# THE TASK
Rewrite the records below, changing every "in this photo" to "in this image" and leaving everything else unchanged. Omit the pictures from your answer.

**** SUPPLIED MATERIAL ****

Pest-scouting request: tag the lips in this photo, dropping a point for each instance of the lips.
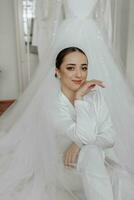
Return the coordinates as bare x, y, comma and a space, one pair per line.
77, 81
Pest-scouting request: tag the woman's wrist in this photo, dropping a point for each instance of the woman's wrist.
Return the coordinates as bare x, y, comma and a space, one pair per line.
78, 97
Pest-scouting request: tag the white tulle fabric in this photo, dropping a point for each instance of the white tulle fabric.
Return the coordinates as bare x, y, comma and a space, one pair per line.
28, 166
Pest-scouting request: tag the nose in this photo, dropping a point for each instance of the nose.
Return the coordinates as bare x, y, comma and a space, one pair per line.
78, 73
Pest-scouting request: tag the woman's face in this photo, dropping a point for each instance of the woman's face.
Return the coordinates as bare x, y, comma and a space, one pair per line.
73, 71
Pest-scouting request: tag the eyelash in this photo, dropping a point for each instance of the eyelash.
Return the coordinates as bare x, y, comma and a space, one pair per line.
72, 68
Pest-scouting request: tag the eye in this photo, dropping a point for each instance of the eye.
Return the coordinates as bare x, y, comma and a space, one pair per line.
84, 68
70, 68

****

# THE RESPONSE
Pest-scouting request: tag the lips in this image, dropping a point for each instance of the lips.
Return the coordinates as bare x, y, comma and a space, one pair per line.
77, 81
Pest-scouting request: tag the woman's wrist in this image, dropping a point for each instance of the woman's wrist.
Return the coordinates as bare x, y, comma and a space, one pair per line.
78, 97
Pest-scouting request: tag the white tulle fabric in this image, dropping a point for each instance of the white tulle fabric.
Return the coordinates as bare x, y, comma and a space, one pair per line.
28, 166
Pest-scouting request: tag the nose in this image, dropping a point for each instance of the nose.
Return the coordinates as bare x, y, comma and a space, one pair per line.
78, 73
Pest-scouting request: tag the woman's face in this image, dropping a point for each instance of the woman's face.
Return the coordinates as bare x, y, comma and a space, one pair per line.
73, 71
Pest-scouting request: tag the eyelash in this image, dropping a point for each instance of the eyelash.
Return the coordinates as bare x, y, comma and a space, one pair per line.
72, 68
Pest-scouting request: tag the eye in this image, dropping a point for each instance of the eye.
Return the coordinates as bare x, y, comma and a space, one pair per line.
84, 68
70, 68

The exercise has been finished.